Position annotation lines
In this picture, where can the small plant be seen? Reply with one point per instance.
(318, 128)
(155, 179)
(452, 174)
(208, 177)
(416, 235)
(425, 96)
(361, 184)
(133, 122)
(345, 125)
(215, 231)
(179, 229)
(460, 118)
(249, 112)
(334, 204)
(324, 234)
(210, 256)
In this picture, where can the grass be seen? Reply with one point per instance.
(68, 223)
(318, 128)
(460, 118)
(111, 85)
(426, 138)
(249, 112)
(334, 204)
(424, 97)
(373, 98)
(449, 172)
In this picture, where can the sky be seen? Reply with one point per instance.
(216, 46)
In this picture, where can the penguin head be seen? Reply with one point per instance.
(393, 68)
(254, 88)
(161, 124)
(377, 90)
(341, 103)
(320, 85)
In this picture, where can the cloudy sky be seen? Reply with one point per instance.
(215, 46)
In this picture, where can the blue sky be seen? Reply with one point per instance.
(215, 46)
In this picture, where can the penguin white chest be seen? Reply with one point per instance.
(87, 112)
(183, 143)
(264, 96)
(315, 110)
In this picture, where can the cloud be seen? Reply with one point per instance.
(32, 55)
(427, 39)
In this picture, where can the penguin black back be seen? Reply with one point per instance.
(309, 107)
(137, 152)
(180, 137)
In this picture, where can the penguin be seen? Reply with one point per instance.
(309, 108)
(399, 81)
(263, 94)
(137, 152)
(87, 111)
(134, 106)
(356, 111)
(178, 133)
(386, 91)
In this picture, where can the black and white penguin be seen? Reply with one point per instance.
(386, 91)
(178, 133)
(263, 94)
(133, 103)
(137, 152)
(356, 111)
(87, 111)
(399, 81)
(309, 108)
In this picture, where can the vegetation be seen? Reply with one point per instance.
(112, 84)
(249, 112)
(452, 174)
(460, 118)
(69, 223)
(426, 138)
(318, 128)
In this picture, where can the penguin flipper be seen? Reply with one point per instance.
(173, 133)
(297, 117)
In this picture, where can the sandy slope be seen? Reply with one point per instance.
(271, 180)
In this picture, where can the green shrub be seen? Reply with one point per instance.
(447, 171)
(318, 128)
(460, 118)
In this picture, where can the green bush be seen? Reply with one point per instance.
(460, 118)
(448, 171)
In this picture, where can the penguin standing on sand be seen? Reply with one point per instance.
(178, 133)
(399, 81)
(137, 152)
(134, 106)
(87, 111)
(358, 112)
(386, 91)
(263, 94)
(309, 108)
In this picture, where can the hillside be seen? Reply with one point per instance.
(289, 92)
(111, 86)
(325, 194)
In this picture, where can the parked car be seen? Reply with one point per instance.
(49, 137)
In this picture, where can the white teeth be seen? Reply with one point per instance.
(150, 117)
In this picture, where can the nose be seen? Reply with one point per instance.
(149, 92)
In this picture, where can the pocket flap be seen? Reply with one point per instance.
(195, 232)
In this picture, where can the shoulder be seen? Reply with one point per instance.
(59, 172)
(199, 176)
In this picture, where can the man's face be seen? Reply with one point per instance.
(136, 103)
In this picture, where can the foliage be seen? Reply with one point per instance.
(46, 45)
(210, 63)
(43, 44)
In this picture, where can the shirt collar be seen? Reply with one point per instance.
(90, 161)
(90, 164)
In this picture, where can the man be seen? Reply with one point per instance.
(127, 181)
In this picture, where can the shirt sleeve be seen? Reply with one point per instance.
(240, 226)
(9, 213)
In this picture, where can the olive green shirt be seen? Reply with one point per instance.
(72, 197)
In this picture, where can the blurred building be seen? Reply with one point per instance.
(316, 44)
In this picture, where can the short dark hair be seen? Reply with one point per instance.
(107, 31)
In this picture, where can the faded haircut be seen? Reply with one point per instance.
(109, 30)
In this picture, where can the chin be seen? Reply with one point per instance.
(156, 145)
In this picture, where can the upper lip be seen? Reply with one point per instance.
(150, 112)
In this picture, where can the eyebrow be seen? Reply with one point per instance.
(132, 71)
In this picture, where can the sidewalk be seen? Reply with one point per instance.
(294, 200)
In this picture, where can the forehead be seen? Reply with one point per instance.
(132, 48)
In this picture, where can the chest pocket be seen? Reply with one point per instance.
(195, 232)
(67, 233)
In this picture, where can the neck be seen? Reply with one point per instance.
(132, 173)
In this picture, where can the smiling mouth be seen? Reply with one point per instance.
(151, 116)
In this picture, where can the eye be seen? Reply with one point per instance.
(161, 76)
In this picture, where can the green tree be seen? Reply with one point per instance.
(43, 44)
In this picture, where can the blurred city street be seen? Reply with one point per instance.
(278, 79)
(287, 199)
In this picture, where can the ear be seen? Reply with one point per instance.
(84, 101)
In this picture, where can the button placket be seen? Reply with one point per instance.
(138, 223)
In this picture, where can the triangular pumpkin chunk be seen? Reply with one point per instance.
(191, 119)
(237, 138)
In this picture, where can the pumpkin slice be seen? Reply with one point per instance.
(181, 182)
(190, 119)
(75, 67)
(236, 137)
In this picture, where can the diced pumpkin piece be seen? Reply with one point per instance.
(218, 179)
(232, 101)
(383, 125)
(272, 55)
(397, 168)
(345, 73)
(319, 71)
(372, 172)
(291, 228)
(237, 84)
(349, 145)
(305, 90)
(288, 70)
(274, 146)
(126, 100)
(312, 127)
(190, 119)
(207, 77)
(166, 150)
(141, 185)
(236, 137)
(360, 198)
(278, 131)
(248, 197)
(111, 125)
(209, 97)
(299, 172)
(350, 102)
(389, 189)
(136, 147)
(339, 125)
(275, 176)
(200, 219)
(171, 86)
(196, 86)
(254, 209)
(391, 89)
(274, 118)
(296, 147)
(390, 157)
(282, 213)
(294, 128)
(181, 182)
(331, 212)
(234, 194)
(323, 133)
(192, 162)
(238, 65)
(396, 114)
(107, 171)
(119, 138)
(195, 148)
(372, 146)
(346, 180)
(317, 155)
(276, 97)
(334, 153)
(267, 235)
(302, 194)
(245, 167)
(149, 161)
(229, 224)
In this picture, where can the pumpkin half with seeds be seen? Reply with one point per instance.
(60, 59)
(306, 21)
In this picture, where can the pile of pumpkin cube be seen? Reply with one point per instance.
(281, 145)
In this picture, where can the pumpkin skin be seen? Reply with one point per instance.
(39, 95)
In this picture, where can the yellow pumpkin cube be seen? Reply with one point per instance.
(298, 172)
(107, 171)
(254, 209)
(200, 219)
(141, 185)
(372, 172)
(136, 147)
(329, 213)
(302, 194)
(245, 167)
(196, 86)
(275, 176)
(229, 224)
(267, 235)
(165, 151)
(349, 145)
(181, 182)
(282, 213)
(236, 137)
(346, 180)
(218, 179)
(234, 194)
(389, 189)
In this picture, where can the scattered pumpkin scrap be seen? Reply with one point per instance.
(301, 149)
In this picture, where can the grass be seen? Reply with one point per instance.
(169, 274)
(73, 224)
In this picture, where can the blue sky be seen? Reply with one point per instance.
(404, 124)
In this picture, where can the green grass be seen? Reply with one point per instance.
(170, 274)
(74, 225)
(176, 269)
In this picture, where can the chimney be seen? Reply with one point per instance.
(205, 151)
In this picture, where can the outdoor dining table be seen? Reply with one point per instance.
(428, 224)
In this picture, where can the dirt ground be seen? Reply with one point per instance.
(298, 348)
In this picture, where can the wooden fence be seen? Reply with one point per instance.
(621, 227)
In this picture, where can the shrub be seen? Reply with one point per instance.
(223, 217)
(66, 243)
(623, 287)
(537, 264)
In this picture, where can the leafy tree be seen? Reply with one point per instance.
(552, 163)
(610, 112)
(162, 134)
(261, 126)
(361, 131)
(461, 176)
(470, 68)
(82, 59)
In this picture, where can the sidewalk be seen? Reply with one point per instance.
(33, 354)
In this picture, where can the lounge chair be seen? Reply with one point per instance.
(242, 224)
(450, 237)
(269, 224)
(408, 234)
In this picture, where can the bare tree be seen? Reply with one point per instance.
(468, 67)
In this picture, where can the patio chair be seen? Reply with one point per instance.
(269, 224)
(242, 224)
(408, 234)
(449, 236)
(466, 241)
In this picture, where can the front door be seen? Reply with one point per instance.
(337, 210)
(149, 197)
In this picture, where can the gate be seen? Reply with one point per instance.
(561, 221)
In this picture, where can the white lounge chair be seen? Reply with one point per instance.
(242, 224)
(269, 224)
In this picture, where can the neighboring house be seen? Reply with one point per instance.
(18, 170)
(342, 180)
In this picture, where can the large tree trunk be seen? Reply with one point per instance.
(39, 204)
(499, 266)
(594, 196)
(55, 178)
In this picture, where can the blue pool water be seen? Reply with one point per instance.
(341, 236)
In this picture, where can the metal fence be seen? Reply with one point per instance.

> [Goal]: Copy the lines word for word, starting at the line that contains "In this picture, where can the chimney" and running through the final line, with both ends included.

> [Exercise solution]:
In this picture, where can the chimney be seen? Reply with one point per instance.
(205, 151)
In this picture, where can the outdoor dining table be seen? Reply with one point per instance.
(428, 224)
In this picture, where can the dirt ground be seen? Reply with one point per instance.
(298, 348)
In this picture, where can the wooden fence be seen? Reply with one point per instance.
(621, 227)
In this picture, where can the shrub be seen? Reply with one point per instance.
(223, 217)
(66, 243)
(623, 287)
(537, 264)
In this picture, where can the leafy tree be seen? Reply with one point per instance.
(552, 163)
(610, 112)
(162, 134)
(261, 126)
(361, 131)
(461, 176)
(470, 68)
(82, 59)
In this picture, where can the sidewalk be seen? Reply with one point per instance.
(33, 354)
In this picture, where can the lounge chair be seen? Reply with one point per instance.
(242, 224)
(450, 237)
(269, 224)
(408, 234)
In this picture, where can the bare tree be seen? Reply with one point per instance.
(468, 67)
In this picture, where can the patio chair be seen? Reply with one point per instance.
(269, 224)
(242, 224)
(408, 234)
(449, 236)
(466, 241)
In this picture, where can the front door be seen? Reply with one point per instance.
(337, 210)
(149, 197)
In this picture, where can the gate be seen? Reply with one point per instance.
(561, 221)
In this picture, where can the white lounge chair be seen? Reply with one point per instance.
(242, 224)
(269, 224)
In this picture, where can the neighboring house be seen? Reply with one point per instance.
(18, 170)
(342, 180)
In this picture, where can the large tree trunk be seen? Reply with one point per instance.
(39, 204)
(499, 266)
(594, 196)
(55, 178)
In this picture, where can the blue pool water be seen? Reply with one point per instance.
(341, 236)
In this picture, where can the metal fence be seen? Reply with one point per instance.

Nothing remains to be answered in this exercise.